■ Brief ■
Count how many lines in the records contain the string "brown", with case counting. Give only the number.

■ The data ■
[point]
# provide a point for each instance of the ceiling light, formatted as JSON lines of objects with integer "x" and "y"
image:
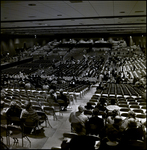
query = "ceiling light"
{"x": 139, "y": 11}
{"x": 31, "y": 16}
{"x": 76, "y": 1}
{"x": 31, "y": 4}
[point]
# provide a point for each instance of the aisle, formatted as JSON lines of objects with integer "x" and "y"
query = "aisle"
{"x": 64, "y": 125}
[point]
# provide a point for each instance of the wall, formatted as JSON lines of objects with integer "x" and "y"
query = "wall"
{"x": 13, "y": 45}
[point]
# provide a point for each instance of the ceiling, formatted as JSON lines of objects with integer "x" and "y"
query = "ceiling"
{"x": 69, "y": 17}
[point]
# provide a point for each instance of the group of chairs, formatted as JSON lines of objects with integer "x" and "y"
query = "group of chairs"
{"x": 138, "y": 105}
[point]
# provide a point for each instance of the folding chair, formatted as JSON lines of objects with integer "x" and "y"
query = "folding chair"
{"x": 17, "y": 131}
{"x": 50, "y": 111}
{"x": 43, "y": 117}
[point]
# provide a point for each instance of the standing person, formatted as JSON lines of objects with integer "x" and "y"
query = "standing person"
{"x": 77, "y": 117}
{"x": 30, "y": 113}
{"x": 101, "y": 76}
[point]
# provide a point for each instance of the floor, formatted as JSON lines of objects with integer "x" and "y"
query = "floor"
{"x": 52, "y": 137}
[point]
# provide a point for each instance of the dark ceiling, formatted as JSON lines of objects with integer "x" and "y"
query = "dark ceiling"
{"x": 70, "y": 17}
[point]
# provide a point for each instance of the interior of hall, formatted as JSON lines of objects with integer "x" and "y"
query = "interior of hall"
{"x": 42, "y": 54}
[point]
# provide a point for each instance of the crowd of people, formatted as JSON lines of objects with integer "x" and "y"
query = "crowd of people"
{"x": 110, "y": 131}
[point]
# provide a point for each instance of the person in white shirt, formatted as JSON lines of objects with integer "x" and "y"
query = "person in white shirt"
{"x": 77, "y": 117}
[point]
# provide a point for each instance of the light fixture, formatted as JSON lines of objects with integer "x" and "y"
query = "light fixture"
{"x": 31, "y": 16}
{"x": 31, "y": 4}
{"x": 139, "y": 11}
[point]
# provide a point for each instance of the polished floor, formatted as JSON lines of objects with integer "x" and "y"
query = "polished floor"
{"x": 52, "y": 137}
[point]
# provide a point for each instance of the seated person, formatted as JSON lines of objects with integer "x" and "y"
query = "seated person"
{"x": 131, "y": 114}
{"x": 117, "y": 125}
{"x": 29, "y": 112}
{"x": 89, "y": 106}
{"x": 80, "y": 142}
{"x": 133, "y": 135}
{"x": 94, "y": 124}
{"x": 110, "y": 142}
{"x": 63, "y": 97}
{"x": 77, "y": 117}
{"x": 110, "y": 119}
{"x": 13, "y": 111}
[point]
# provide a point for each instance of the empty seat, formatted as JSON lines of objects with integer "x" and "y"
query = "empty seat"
{"x": 124, "y": 114}
{"x": 138, "y": 110}
{"x": 134, "y": 106}
{"x": 123, "y": 105}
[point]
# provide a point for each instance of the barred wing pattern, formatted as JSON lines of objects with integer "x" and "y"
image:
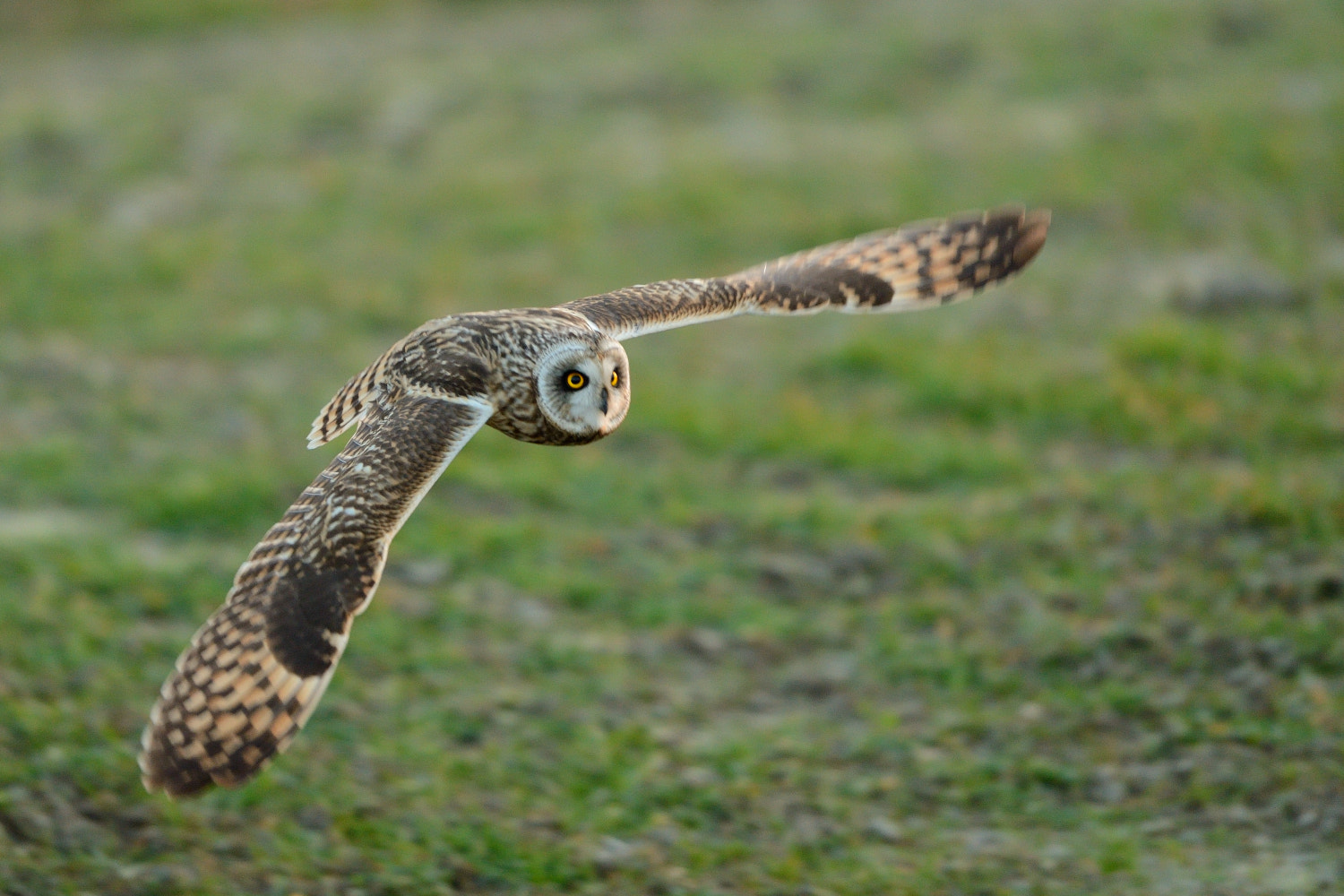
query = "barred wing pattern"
{"x": 253, "y": 673}
{"x": 917, "y": 266}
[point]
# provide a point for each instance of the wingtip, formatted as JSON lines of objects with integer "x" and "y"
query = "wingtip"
{"x": 1035, "y": 225}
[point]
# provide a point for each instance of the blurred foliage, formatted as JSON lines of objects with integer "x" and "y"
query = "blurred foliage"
{"x": 1042, "y": 592}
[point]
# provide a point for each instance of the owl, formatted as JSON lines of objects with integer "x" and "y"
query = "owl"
{"x": 257, "y": 668}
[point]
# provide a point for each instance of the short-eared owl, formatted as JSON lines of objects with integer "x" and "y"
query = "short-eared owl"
{"x": 548, "y": 375}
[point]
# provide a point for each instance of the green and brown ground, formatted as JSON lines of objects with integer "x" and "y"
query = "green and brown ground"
{"x": 1039, "y": 594}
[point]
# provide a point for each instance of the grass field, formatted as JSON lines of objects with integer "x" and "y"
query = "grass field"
{"x": 1039, "y": 594}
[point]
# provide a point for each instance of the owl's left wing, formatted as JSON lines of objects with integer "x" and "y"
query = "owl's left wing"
{"x": 919, "y": 265}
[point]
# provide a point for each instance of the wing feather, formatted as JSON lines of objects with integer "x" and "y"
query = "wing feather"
{"x": 916, "y": 266}
{"x": 255, "y": 670}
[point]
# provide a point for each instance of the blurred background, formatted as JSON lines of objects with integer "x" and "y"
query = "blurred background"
{"x": 1037, "y": 594}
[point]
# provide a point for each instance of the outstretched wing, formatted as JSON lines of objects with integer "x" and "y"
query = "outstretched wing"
{"x": 917, "y": 266}
{"x": 253, "y": 673}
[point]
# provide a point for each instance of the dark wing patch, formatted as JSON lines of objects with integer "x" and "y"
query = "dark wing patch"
{"x": 916, "y": 266}
{"x": 254, "y": 672}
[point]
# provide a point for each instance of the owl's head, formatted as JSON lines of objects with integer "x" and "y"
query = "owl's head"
{"x": 583, "y": 387}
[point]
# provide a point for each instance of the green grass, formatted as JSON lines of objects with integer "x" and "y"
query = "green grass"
{"x": 1039, "y": 594}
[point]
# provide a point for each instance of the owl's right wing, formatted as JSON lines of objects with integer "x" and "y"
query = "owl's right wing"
{"x": 253, "y": 673}
{"x": 919, "y": 265}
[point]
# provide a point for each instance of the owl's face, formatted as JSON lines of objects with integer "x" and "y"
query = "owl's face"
{"x": 585, "y": 389}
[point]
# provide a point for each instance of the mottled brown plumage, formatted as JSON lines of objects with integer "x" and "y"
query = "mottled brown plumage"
{"x": 253, "y": 673}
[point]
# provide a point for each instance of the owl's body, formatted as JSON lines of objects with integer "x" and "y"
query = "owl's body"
{"x": 253, "y": 673}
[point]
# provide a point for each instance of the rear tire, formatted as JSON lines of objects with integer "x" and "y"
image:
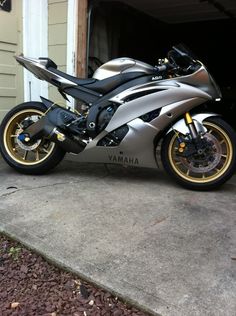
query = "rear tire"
{"x": 196, "y": 173}
{"x": 36, "y": 158}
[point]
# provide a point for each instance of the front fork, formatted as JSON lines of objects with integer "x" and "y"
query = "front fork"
{"x": 190, "y": 123}
{"x": 192, "y": 129}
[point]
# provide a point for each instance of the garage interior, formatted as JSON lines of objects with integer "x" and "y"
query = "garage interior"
{"x": 146, "y": 30}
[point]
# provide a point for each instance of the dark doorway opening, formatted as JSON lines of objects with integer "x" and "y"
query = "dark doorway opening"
{"x": 118, "y": 30}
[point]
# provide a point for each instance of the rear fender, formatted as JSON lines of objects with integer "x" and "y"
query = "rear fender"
{"x": 198, "y": 119}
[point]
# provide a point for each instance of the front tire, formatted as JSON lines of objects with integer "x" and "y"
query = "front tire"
{"x": 207, "y": 171}
{"x": 35, "y": 158}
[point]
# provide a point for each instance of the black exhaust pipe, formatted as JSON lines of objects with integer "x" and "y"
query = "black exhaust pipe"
{"x": 44, "y": 128}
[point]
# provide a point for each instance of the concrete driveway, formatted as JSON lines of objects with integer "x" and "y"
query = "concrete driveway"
{"x": 132, "y": 231}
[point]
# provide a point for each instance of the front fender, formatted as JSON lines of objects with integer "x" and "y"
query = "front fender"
{"x": 182, "y": 128}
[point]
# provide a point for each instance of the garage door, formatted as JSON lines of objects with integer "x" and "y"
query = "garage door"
{"x": 11, "y": 75}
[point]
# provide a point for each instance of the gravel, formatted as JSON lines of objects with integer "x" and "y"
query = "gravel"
{"x": 29, "y": 285}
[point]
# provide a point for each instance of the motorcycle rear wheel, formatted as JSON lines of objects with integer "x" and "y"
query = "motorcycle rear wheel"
{"x": 34, "y": 158}
{"x": 198, "y": 172}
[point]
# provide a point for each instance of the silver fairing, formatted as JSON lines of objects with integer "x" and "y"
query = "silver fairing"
{"x": 173, "y": 97}
{"x": 121, "y": 65}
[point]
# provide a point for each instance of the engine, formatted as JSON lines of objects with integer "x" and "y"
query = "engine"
{"x": 105, "y": 116}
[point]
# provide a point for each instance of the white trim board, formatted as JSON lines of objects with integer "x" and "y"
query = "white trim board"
{"x": 35, "y": 44}
{"x": 71, "y": 41}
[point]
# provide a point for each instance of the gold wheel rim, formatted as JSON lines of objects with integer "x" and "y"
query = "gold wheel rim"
{"x": 34, "y": 154}
{"x": 225, "y": 160}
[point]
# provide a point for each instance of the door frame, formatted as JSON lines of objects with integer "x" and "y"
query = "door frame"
{"x": 35, "y": 44}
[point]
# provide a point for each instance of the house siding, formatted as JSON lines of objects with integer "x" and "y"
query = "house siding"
{"x": 11, "y": 73}
{"x": 57, "y": 39}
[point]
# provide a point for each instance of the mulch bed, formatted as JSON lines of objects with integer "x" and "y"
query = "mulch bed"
{"x": 29, "y": 285}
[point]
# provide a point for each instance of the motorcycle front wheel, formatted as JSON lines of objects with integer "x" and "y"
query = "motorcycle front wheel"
{"x": 36, "y": 157}
{"x": 208, "y": 168}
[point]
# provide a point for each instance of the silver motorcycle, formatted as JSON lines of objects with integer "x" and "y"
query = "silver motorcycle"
{"x": 127, "y": 109}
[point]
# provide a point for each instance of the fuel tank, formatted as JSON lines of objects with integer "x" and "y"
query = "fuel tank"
{"x": 122, "y": 65}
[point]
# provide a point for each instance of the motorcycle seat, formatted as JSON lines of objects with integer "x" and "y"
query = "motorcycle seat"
{"x": 78, "y": 81}
{"x": 106, "y": 85}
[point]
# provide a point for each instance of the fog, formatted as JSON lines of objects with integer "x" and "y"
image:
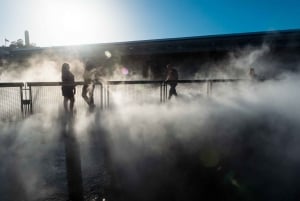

■ Response to this exercise ■
4